» **Soal Latihan**:
• 1. Apa asumsi pertama yang mendasari teori relativitas menurut teks tentang teori tersebut?
• 2. Lanjutkan teks tentang teori relativitas dari bagian terakhirnya.

╭─ Teks Pilihan

Teori relativitas mengkaji berbagai fenomena alam yang unik. Teori ini mempelajari benda-benda yang bergerak dengan kecepatan sangat tinggi, mendekati kecepatan cahaya. Selain itu, teori ini juga membahas objek yang memiliki massa sangat besar, seperti planet dan bintang.
Menurut Prof Husin, teori relativitas dibangun berdasarkan dua asumsi. Pertama, kecepatan cahaya di ruang hampa adalah konstanta alam semesta. Artinya, kecepatan cahaya selalu sama bagi semua pengamat, tidak peduli seberapa cepat mereka bergerak.
Asumsi kedua lebih kompleks, menurutnya pengamat yang berada pada kerangka acuan non-inersial (mengalami percepatan) tidak dapat membedakan apakah dirinya sedang dipercepat atau berada dalam medan gravitasi yang kuat. Dengan kata lain, efek percepatan dan gravitasi memberikan sensasi yang sama bagi pengamat.
"Asumsi-asumsi tersebut dalam kaitannya dengan aplikasi saat ini telah menjadi dasar dari beberapa teknologi seperti Global Positioning System (GPS), Positron-Electron Emission Tomography (PET) dan juga teknologi nuklir," ucapnya.

╰─
╭─ Kutipan Data

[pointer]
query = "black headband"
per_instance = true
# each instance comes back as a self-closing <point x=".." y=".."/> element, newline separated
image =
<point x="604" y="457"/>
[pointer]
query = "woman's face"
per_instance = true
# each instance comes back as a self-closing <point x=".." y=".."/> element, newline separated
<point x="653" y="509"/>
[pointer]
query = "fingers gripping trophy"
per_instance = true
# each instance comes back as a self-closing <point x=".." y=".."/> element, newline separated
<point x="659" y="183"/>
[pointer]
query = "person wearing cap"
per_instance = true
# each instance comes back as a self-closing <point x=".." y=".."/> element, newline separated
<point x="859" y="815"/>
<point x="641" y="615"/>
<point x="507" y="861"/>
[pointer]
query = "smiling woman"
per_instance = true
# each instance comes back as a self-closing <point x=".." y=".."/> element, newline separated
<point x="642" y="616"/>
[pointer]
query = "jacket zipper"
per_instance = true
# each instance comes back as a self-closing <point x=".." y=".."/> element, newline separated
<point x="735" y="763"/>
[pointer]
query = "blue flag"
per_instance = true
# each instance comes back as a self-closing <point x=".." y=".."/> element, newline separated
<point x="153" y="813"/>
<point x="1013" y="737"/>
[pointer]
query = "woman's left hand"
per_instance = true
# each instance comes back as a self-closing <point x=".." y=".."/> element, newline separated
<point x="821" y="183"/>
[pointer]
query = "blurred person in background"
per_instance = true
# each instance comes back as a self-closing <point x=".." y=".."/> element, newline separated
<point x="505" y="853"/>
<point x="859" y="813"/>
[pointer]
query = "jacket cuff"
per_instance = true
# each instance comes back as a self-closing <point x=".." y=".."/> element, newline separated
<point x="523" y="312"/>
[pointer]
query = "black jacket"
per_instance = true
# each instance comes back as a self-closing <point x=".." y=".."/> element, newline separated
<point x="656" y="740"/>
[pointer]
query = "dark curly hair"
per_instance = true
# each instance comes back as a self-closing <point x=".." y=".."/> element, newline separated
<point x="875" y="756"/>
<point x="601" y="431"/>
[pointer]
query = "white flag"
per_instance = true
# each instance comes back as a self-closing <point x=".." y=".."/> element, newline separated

╰─

» **Kunci Jawaban**:
• 1. Kecepatan cahaya di ruang hampa adalah konstanta alam semesta.

• 2.
Di sisi lain, teori kuantum yang didasari atas beberapa asumsi yang dibangun secara imajinatif dan berlawanan dengan pengalaman sehari-hari manusia. Dalam kurun waktu seratus tahun belakangan, teori ini telah melahirkan hampir 80% teknologi modern, salah satunya smartphone.
"Prosesor smartphone dibangun dari unit transistor berukuran kurang dari 10 nanometer. Pada ukuran ini, kelakuan elektron yang mengalir di dalamnya diprediksi dengan sangat baik oleh teori kuantum,” imbuh Prof. Husin.
Keunikan lainnya, teori kuantum juga menjelaskan bahwa sebuah elektron ataupun foton (partikel cahaya) dapat memiliki sekaligus sifat gelombang dan partikel.
"Penjelasan intuitif-imajinatif yang diberikan teori kuantum ini telah membuka peluang yang amat luas bagi pemanfaatannya, termasuk dalam perancangan cip semikonduktor yang berukuran nanometer tersebut," ucapnya.
Berdasarkan kemampuan intuitif-imajinatif inilah, sebut Prof. Husin, pernyataan Jensen Huang dapat dipahami. Fisika menawarkan peluang kreativitas yang hampir tak terbatas bagi perkembangan teknologi, dan menjadi dasar bagi kelahiran teknologi-teknologi baru yang bersifat disruptif.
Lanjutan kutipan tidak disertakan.